• Written problem: Repeat only the records from the line with "One point per instance, written like point(23, 120)" through the line with "point(574, 90)", renaming "kitchen island" to "center island" and leaving everything else unchanged.

• Entries:
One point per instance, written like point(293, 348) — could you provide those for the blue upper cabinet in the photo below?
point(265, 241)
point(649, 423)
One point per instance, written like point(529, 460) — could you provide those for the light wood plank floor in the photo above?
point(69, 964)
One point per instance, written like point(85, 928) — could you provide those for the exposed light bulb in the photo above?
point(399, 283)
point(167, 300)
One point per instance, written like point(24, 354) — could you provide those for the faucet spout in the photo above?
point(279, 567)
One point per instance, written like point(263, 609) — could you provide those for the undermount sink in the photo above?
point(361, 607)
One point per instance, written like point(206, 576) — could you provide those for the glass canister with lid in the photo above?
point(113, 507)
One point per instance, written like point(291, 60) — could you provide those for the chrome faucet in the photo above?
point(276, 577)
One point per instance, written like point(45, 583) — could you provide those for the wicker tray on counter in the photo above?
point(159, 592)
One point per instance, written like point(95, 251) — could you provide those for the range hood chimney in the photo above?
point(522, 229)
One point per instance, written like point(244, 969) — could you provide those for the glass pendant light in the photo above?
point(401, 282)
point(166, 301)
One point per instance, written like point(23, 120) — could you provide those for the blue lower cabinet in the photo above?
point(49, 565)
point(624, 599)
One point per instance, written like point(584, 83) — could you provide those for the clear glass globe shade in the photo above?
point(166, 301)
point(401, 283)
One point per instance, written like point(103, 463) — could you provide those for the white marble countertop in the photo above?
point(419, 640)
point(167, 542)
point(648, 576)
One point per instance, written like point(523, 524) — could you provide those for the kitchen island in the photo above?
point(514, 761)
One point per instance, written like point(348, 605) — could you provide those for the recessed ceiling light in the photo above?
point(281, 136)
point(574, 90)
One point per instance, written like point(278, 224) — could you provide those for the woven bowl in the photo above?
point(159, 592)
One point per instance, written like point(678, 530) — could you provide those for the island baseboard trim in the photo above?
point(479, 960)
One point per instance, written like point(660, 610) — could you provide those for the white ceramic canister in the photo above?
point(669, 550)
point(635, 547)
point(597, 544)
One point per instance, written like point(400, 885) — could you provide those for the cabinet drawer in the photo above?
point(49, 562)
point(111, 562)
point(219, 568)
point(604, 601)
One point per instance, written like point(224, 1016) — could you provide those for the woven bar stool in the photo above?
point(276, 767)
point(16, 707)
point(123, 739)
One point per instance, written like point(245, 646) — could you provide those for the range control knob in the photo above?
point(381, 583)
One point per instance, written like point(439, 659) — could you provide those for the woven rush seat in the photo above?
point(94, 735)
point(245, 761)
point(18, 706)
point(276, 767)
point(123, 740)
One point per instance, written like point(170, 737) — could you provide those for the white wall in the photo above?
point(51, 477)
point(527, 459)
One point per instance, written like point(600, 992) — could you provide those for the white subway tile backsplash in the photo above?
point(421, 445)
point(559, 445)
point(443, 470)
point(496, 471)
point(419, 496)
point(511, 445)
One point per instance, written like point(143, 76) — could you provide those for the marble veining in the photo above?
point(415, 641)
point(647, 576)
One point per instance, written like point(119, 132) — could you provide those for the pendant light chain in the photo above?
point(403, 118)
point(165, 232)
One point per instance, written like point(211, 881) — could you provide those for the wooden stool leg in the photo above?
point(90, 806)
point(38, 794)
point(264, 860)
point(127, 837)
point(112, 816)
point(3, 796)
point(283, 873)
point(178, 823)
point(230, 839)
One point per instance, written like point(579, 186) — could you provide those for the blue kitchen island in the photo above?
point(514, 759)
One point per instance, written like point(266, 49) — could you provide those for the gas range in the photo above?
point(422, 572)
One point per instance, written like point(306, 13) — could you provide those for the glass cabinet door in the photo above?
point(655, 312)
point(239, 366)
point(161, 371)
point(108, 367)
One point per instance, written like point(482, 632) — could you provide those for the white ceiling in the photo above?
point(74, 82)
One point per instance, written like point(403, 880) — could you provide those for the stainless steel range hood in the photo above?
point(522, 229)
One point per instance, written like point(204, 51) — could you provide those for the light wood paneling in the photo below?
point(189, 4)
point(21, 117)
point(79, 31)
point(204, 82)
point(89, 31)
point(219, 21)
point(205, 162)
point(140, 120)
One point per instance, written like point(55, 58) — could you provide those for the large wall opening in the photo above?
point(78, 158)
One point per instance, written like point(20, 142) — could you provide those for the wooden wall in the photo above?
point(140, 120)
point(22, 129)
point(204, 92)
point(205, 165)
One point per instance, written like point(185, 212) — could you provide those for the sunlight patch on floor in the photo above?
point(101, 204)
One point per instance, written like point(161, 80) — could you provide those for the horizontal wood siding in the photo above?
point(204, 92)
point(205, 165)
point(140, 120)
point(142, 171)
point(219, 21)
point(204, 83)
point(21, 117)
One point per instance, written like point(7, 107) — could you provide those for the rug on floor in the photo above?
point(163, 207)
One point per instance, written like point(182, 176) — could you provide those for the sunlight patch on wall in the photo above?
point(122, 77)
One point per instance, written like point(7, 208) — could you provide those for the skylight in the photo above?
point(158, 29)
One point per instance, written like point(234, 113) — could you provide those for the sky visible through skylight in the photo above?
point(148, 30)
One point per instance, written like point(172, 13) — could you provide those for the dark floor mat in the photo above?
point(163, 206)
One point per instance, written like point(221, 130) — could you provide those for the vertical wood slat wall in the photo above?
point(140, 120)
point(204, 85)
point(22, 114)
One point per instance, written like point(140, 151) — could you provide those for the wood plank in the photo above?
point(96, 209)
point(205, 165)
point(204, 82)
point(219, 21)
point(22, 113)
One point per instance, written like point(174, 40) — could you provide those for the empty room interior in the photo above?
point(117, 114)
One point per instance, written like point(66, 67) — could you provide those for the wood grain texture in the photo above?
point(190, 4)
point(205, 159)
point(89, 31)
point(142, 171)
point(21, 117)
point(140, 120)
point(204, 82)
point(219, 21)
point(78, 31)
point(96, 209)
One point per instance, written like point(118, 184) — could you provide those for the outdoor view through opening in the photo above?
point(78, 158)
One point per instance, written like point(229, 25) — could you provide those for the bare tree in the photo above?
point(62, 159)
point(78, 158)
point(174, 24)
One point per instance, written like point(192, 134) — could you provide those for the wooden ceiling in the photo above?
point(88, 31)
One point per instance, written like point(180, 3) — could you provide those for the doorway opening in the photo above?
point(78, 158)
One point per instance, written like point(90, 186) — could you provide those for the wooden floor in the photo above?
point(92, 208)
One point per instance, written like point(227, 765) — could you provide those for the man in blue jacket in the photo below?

• Answer:
One point per instance, written like point(23, 120) — could you provide those for the blue lower cabinet in the photo above?
point(49, 565)
point(624, 599)
One point per instance, written like point(584, 83) — could you provide those for the clear glass globe shade in the photo above?
point(166, 301)
point(401, 283)
One point per instance, written like point(103, 463) — could you provide those for the white marble countertop in the photo above?
point(419, 640)
point(167, 542)
point(648, 576)
One point per instance, written like point(523, 524) — could you provide those for the center island in the photo above?
point(514, 761)
One point per instance, written like point(348, 605) — could you provide those for the recessed ceiling light in the photo above?
point(281, 136)
point(574, 90)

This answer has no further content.